[Exercise directions]
Could you return each entry below exactly as written, minus any pictures?

[Dataset content]
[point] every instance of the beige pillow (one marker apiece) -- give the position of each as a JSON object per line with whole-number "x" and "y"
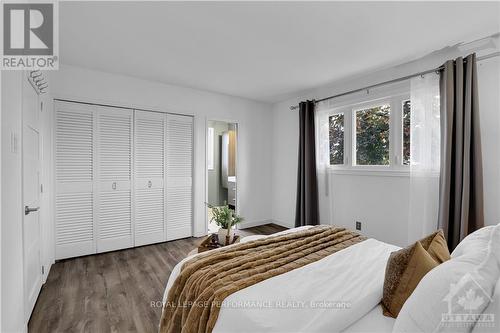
{"x": 406, "y": 267}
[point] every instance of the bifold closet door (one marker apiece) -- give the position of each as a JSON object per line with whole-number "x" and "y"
{"x": 114, "y": 166}
{"x": 149, "y": 199}
{"x": 179, "y": 185}
{"x": 75, "y": 179}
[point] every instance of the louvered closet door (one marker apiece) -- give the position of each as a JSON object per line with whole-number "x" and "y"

[Answer to this task]
[point] every instance of the beige pillow (one marker apiece) -- give the position of each as a JSON object per line with whole-number "x" and "y"
{"x": 406, "y": 267}
[point] every instance of the bifold closet door (one marker apiece) -- give the position of each as a JSON object per line with whole-number "x" and "y"
{"x": 114, "y": 166}
{"x": 149, "y": 199}
{"x": 179, "y": 185}
{"x": 75, "y": 179}
[point] every instance of the louvered closet door (one marker apiece) -- give the position of each as a JSON object per line with whole-number "x" and "y"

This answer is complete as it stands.